SELECTED TEXT:
——
We recognize that there is a cost associated with carbon emissions. We are confident that GHG regulations and the cost of carbon at various price levels have been adequately accounted for as part of our business planning and scenarios analysis. We believe that our development strategy is an effective way to develop the resource, generate shareholder returns and coordinate overall environmental objectives with respect to carbon, air emissions, water and land. We are committed to transparency with our stakeholders and will keep them apprised of how these issues affect operations.

 

TRANSPARENCY AND CORPORATE RESPONSIBILITY

 

We are committed to operating in a responsible manner which maintains and enhances our reputation and credibility.  A central aspect of this commitment involves engagement with our various stakeholders, including shareholders and other investors, financial institutions, employees, business partners, communities, Aboriginal peoples, governments and non-governmental organizations. We will continue to disclose information about our business activities to our stakeholders in a timely and transparent manner to maintain and advance our reputation as a responsible operator, as well as to develop trust with our stakeholders. We disclose information that is not only required by law and/or regulation, but also additional information that management regards as important to help stakeholders understand our activities, policies, opportunities and risks. Our engagement with stakeholders also allows us to determine how they are each affected by our business. Feedback that we receive from stakeholders enables us to better identify and manage our environmental and socio-economic risks.

 

 

24

Cenovus Energy Inc.

Management’s Discussion and Analysis (prepared in Canadian Dollars)
——
ENTRIES:
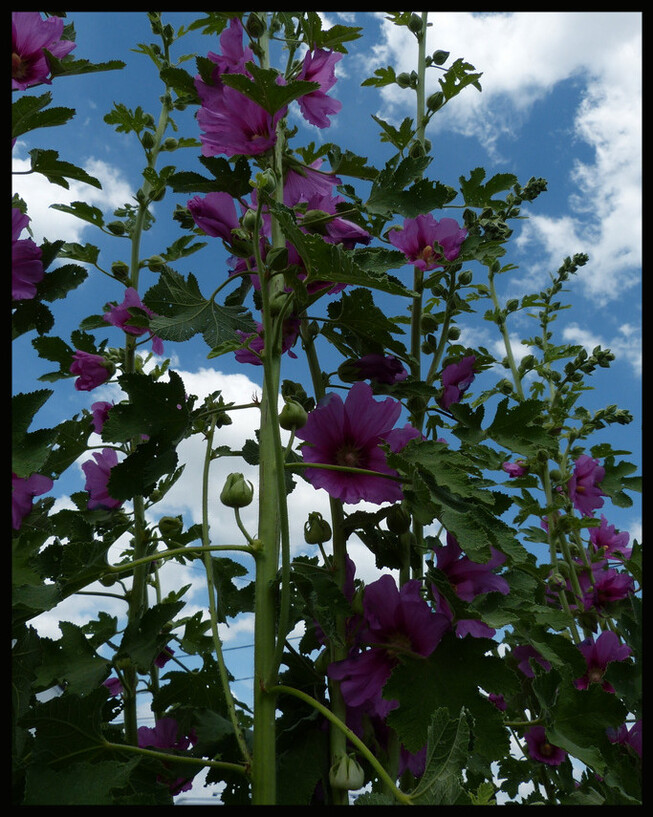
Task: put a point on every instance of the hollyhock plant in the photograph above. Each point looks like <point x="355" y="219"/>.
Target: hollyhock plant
<point x="23" y="491"/>
<point x="456" y="379"/>
<point x="598" y="654"/>
<point x="540" y="749"/>
<point x="98" y="471"/>
<point x="583" y="486"/>
<point x="121" y="315"/>
<point x="469" y="578"/>
<point x="26" y="263"/>
<point x="319" y="66"/>
<point x="31" y="36"/>
<point x="165" y="735"/>
<point x="605" y="538"/>
<point x="420" y="237"/>
<point x="93" y="370"/>
<point x="396" y="621"/>
<point x="351" y="434"/>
——
TO-DO LIST:
1. According to the Cenovus Energy excerpt, in what currency is the Management’s Discussion and Analysis prepared?
2. Retype the Cenovus Energy excerpt starting with "We recognize that" and going on through "issues affect operations.".
3. Write what comes next in the Cenovus Energy excerpt, picking up after its final line.

PER-TASK ANSWERS:
1. Canadian dollars.

2.
We recognize that there is a cost associated with carbon emissions. We are confident that GHG regulations and the cost of carbon at various price levels have been adequately accounted for as part of our business planning and scenarios analysis. We believe that our development strategy is an effective way to develop the resource, generate shareholder returns and coordinate overall environmental objectives with respect to carbon, air emissions, water and land. We are committed to transparency with our stakeholders and will keep them apprised of how these issues affect operations.

3.
We are continuing to review our existing Corporate Responsibility (“CR”) policy to ensure that it not only continues to drive our commitments, strategy and reporting, but also that it maintains alignment with our business objectives and processes. Our reporting process will focus on improving performance through better data management, stakeholder engagement and continuous improvement. Our approach in this first year is to communicate our key performance indicators using the Cenovus website as the main reporting vehicle.

 

As our CR reporting process matures, additional indicators will be developed that better reflect Cenovus’s operations and challenges. These indicators will be integrated into our CR reporting and will expand our online presence through our website.

 

We are committed to integrating the principles of corporate responsibility into the way we conduct our business across all of our operations and we recognize the importance of reporting to stakeholders in a transparent and accountable way.

 

ALBERTA’S ROYALTY/REGULATORY FRAMEWORK

 

On March 11, 2010, the Alberta government released its “Energizing Investment” report which outlined changes to the Alberta royalty structure and include:

·                  A five percent maximum royalty rate on new gas and conventional oil wells for a period of 12 months or 0.5 billion cubic feet equivalent for gas wells or 50,000 barrels of oil equivalent for oil wells, whichever comes first. The five percent royalty rate was originally created with the New Well Incentive under the Energy Incentive Program that was released on March 3, 2009 and was set to expire on March 31, 2011;

·                  The maximum royalty rate for conventional oil will decrease to 40 percent from 50 percent and the maximum natural gas royalty rate will decrease to 36 percent from 50 percent; and

·                  Effective January 1, 2011 no additional wells will be allowed under the Transitional Royalty Program (“TRP”) that went into effect on January 1, 2009. The TRP allows for a one time option of selecting transitional royalty rates on new natural gas or conventional oil wells drilled between 1,000 to 3,500 meters in depth. Any wells that are elected under the TRP can continue to use this program until December 31, 2013.

 

We are encouraged by the tone of the message and the early information that has been released by the Alberta government. The impact of the proposed new royalty framework on our financial results will be better understood once the updated royalty curves are released, which are expected in the second quarter of 2010. The effective date of the changes is January 1, 2011.

 

The Government of Alberta has also formed the “Task Force on Regulatory Enhancement” with a mandate to perform a comprehensive review of Alberta’s regulatory system for resource development. By working with the oil and gas industry and other stakeholders, the task force has been asked to look for efficiencies and ensure Alberta’s competitive balance while maintaining environmental conservation and stewardship. A progress report is due to be released in the second quarter of 2010.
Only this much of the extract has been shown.